◆ **Problem**
Each record needs to be echoed exactly; can you do that?

Object position labeling entries:
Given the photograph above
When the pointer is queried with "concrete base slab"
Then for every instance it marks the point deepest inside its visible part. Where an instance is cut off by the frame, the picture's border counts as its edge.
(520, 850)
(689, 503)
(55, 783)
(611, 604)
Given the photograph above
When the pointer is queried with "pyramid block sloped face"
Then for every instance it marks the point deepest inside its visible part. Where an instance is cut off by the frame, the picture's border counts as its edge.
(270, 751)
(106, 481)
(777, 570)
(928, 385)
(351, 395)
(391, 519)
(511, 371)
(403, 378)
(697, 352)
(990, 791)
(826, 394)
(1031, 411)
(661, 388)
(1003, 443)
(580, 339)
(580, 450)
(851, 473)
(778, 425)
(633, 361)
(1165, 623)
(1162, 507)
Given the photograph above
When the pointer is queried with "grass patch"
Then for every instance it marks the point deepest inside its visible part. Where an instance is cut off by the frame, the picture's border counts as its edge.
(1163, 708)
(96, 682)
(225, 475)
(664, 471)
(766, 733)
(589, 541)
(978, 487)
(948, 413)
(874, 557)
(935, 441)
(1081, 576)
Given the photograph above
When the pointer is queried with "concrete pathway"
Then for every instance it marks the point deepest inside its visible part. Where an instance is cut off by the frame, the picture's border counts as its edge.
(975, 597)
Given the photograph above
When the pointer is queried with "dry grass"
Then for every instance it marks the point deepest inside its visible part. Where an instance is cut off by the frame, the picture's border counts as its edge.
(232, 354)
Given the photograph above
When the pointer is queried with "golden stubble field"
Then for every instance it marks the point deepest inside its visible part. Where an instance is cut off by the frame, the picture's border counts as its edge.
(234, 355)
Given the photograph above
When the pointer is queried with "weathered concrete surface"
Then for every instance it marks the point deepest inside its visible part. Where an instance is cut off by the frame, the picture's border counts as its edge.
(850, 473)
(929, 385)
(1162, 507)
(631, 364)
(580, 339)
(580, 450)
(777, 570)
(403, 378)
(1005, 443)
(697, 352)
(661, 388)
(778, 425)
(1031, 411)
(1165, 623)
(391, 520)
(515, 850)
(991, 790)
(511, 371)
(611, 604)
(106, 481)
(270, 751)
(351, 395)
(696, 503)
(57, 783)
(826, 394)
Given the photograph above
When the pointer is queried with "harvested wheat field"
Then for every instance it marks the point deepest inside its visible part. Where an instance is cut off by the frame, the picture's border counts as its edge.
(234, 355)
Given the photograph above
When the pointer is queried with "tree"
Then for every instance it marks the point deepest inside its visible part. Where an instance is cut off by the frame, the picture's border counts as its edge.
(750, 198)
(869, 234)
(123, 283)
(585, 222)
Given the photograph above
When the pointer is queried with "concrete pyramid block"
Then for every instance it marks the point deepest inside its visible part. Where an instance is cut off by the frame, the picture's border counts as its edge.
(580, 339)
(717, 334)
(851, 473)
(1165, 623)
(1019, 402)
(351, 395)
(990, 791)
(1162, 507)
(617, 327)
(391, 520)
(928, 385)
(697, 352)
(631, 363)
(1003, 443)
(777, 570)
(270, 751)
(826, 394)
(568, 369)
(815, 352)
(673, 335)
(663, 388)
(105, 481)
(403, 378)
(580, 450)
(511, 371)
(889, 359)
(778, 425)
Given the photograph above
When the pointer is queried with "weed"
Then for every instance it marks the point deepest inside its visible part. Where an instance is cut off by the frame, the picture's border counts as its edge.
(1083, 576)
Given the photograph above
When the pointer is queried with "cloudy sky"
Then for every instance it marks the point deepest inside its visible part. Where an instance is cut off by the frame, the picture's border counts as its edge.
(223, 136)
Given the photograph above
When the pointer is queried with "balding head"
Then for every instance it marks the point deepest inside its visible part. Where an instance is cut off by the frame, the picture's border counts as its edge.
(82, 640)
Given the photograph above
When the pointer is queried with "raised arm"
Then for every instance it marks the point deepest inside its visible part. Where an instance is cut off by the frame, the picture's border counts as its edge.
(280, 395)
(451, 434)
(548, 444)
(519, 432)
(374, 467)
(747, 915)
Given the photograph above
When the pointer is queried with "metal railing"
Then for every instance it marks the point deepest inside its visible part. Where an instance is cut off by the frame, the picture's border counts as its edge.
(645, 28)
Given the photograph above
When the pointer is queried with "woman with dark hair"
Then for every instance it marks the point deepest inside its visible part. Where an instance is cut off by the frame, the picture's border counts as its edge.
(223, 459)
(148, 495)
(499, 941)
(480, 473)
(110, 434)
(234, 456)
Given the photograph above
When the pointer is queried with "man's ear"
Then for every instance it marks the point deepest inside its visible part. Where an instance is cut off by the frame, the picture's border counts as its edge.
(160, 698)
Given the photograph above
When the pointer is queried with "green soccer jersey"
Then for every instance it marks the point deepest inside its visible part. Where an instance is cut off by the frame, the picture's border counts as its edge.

◆ **Full solution**
Given the photograph above
When the pointer is queried with "concrete base slab"
Then for every instance it marks the point deepest inside its visible part. Where an instance is cut off by the frame, the picture's border counts as its edge.
(520, 850)
(689, 503)
(55, 783)
(611, 604)
Given the photograph above
When the pointer is queried with "pyramid block sloped face"
Then for every instance it marks the point deepest inside its visible part. Where an instance is cut off by the frame, the picture's border counts as its edge.
(270, 751)
(106, 481)
(777, 570)
(928, 385)
(351, 395)
(391, 519)
(511, 371)
(403, 378)
(697, 352)
(990, 791)
(826, 394)
(1031, 411)
(661, 388)
(1003, 443)
(580, 339)
(580, 450)
(851, 473)
(778, 425)
(633, 361)
(1165, 623)
(1162, 507)
Given the photograph above
When the pointer is queried with "grass patch"
Then for every instance it marks the point deepest inside its visible part. Where an instance is cut off by the frame, the picture's border counts as its edge.
(1163, 708)
(96, 682)
(225, 475)
(664, 471)
(766, 733)
(589, 541)
(978, 487)
(948, 413)
(874, 557)
(935, 441)
(1081, 576)
Given the photograph above
When the pointer is queried with "concrete pathway"
Then for every instance it marks the point deepest inside its visible part. Where an instance is cut off by the frame, the picture's border counts as its edge.
(975, 597)
Given the photograph above
When the pointer is queried with "dry grass"
Then for every instance it marks the point deepest inside its visible part. Where an instance is cut off by the frame, the picture's border counts as its edge.
(232, 354)
Given the photograph above
When the pointer is queried with "golden stubble field"
Then for every instance it marks the point deepest inside its visible part. Where an instance is cut off by the frame, the picture's border counts as its edge.
(234, 355)
Given the photograph above
When the pointer is queried with "weathered concrete surface"
Then for every instance it marks the point deepest inside its visible part. Where an instance is cut off by the frame, the picture's border counts as its edge.
(850, 473)
(929, 385)
(1162, 507)
(631, 364)
(580, 339)
(580, 450)
(777, 570)
(403, 378)
(1005, 443)
(697, 352)
(661, 388)
(778, 425)
(1031, 411)
(1165, 623)
(391, 520)
(515, 850)
(991, 790)
(511, 371)
(611, 604)
(106, 481)
(270, 751)
(351, 395)
(696, 503)
(57, 783)
(826, 394)
Given the photograph above
When the pointer is queried with "harvested wheat field"
Then for every instance it marks the point deepest inside its visible part. Where an instance is cut off by the frame, the picture's border counts as its edge.
(234, 355)
Given the photograph above
When the pointer is queried with "tree"
Then for every instance it marks the point deepest inside its visible part. Where an instance is cut off by the frame, the picture's border counts as its edge.
(750, 198)
(869, 234)
(123, 283)
(585, 222)
Given the photograph above
When the pointer is queried with "concrete pyramid block"
Then for every instance it marks the point deepest inside its visible part. Where an instance is cut off by the frame, the picture's border counts as its edge.
(580, 339)
(717, 334)
(851, 473)
(1165, 623)
(1019, 402)
(351, 395)
(990, 791)
(1162, 507)
(617, 327)
(391, 520)
(928, 385)
(697, 352)
(631, 363)
(1003, 443)
(777, 570)
(270, 751)
(826, 394)
(568, 369)
(815, 352)
(673, 335)
(663, 388)
(105, 481)
(403, 378)
(580, 450)
(511, 371)
(889, 359)
(778, 425)
Given the photograph above
When the pointer is queried with "weed"
Then for every instance it marks the point deepest inside its visible part. Where an instance is cut off by the frame, the picture's border counts as its edge.
(1083, 576)
Given the photograph above
When the pointer is queried with "cloudy sky"
Then for every instance it marks the point deepest inside its visible part. Where an instance is cut off by the frame, the picture's border counts as its edge.
(223, 136)
Given the photograph above
When the pointer is queried with "balding head"
Then for every instance it marks the point deepest inside its visible part. Where an instance is cut off by the frame, the picture's border counts as its edge.
(82, 640)
Given the photograph above
When the pointer is queried with "raised arm"
Then for every instance it marks the point deepest inside its visible part. Where an instance is cut off by the frame, the picture's border counts as its edge.
(280, 395)
(451, 434)
(548, 444)
(519, 432)
(374, 467)
(747, 915)
Given the photograph above
When the pointer is queried with "metal railing"
Then for every instance it marks the point deepest inside its visible part. Where an instance is cut off by the frame, the picture's border counts as its edge.
(645, 28)
Given the photograph above
When the pointer is queried with "woman with dark hair"
Then for every instance it marks the point deepest inside its visible part. Where an instance is cut off by the frame, the picture's border counts as its edge.
(223, 459)
(148, 495)
(499, 941)
(480, 473)
(110, 434)
(234, 456)
Given the photograph above
When the pointer is queried with "man's ear"
Then for every instance it marks the point deepest inside its visible part. Where an instance is cut off by the frame, the picture's border counts as its edge.
(160, 698)
Given the photograph above
When the pointer is queried with "green soccer jersey"
Then for every instance it marks the point deepest inside its visible part. Where an instance is cut off by the frame, the picture's border counts as its edge.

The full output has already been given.